Quote every item below word for word, keeping each line the same.

######

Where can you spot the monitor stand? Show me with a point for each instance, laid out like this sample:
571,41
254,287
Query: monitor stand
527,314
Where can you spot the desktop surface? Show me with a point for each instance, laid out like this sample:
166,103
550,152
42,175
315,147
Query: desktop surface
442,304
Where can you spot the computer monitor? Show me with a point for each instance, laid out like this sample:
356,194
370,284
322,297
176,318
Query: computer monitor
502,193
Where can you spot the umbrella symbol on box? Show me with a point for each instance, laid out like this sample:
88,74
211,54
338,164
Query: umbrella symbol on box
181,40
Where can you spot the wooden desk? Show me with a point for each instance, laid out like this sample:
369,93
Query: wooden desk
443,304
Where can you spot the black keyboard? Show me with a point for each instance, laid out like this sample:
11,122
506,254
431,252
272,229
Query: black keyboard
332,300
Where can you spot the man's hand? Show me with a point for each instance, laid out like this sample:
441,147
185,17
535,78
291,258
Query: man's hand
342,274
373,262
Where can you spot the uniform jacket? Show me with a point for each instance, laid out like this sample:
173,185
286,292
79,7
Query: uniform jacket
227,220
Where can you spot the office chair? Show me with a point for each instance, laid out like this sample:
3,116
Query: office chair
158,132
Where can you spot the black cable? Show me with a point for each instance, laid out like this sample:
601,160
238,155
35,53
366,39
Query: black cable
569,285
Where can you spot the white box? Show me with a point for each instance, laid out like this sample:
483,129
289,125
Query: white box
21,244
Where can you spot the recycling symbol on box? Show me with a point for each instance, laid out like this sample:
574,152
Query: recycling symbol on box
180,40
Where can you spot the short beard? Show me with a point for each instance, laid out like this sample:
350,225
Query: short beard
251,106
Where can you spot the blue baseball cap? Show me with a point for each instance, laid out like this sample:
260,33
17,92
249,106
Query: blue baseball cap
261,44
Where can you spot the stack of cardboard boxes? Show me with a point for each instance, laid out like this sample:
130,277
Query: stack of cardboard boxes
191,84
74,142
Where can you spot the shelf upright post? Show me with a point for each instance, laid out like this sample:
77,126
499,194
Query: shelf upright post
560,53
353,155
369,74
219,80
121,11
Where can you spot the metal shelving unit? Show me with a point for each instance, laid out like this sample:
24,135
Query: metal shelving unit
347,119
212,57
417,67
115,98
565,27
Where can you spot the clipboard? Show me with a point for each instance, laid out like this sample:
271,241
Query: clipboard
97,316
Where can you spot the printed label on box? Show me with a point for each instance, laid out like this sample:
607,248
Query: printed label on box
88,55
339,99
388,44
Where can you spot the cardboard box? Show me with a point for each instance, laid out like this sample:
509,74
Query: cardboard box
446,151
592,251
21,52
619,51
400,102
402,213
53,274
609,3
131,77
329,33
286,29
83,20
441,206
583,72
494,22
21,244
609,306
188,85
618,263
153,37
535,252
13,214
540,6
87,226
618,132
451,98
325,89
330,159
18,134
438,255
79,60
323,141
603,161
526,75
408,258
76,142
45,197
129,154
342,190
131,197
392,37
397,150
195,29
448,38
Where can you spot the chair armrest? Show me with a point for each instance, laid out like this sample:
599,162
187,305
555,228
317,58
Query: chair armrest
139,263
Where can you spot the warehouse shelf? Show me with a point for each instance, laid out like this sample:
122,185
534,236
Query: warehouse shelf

######

§ **THE ANSWER**:
Where can you spot the monitor stand? Show me with a point for each instance, laid out like this sample:
571,41
254,287
Query: monitor stand
527,314
Where can you spot the desktop surface? Show me with a point for each instance, laid out like this sample:
166,103
550,152
42,175
315,147
Query: desktop surface
442,304
Where can you spot the computer monitor? Show me with a point for each instance, laid out like this sample:
356,194
370,284
322,297
176,318
Query: computer monitor
502,193
Where can you spot the umbrella symbol on box? Show me with a point for each instance, laid out like this sample:
88,74
211,54
338,164
Query: umbrella symbol on box
181,40
Where can you spot the wooden desk? Show me with a point for each instance, laid out like this sample:
369,93
Query: wooden desk
443,304
Where can you spot the black keyboard? Show me with a point for each instance, laid out like this sample:
11,122
506,254
431,252
272,229
Query: black keyboard
332,300
Where can you spot the man's hand? Show me with a point for each instance, laid out like this sample:
441,147
185,17
535,78
291,258
Query: man's hand
342,274
373,262
Where can you spot the uniform jacket? Show me with a point for each instance, laid out like this sample:
173,185
286,292
79,7
Query: uniform jacket
227,220
Where can you spot the office chair? Show me with a point for each instance, laid out like this sample:
3,116
Query: office chair
158,132
Where can you spot the black cable? Show me with a point for each instance, laid out like this sample:
601,160
238,155
35,53
366,39
Query: black cable
569,285
Where can you spot the white box? Show me with a point for each instance, laid out like this sample:
483,129
289,125
Query: white box
21,244
Where can you spot the recycling symbol on box? Show me with a point for each instance, laid out like this sample:
574,152
Query: recycling symbol on box
180,40
Where can you spot the short beard? Show me with a point for each instance, laid out like this sample:
350,225
Query: short beard
251,106
Where can you spot the blue baseball cap? Show me with a point for each instance, laid out like this sample:
260,33
17,92
249,106
Query: blue baseball cap
261,44
Where can you spot the stack of cardboard boxes? Show me with a point for each instance, laid out like this sample:
130,277
Query: stack of cardboard boxes
191,84
74,142
Where can you spot the shelf upright post? Show me with a point for each instance, laid out like this sample:
77,126
499,194
Query: shelf upright post
560,53
353,155
369,74
219,80
121,11
Where can you spot the metal shelving unit? Show me with a point for each instance, laid out like this sample:
24,135
Query: metal shelving unit
347,119
212,57
417,67
115,98
565,27
Where can you spot the clipboard? Show me with a point for each instance, laid out like this sample:
271,241
Query: clipboard
97,316
Where can you spot the printed label on box? Show me with a point for each instance, laid out like this sample:
607,248
Query: printed label on box
88,55
339,99
388,44
Where can you spot the cardboard box? Show me with a point for each instance, laid out like this sample:
509,74
Query: cardboard box
446,151
592,251
21,52
619,51
400,102
402,213
53,274
609,3
131,77
329,33
286,29
83,20
441,206
583,72
494,22
21,244
609,306
188,85
618,263
153,37
535,252
13,214
540,6
87,226
618,132
451,98
325,89
330,159
18,134
438,255
79,60
323,141
603,161
526,75
408,258
76,142
45,197
129,154
342,190
131,197
392,37
397,150
195,29
448,38
Where can you spot the chair armrest? Show me with a point for each instance, laid out like this sample:
599,162
187,305
555,228
317,58
Query: chair armrest
139,263
Where can you spot the warehouse shelf? Show me with a point for each instance, laid out like this sample:
122,185
534,236
Query: warehouse shelf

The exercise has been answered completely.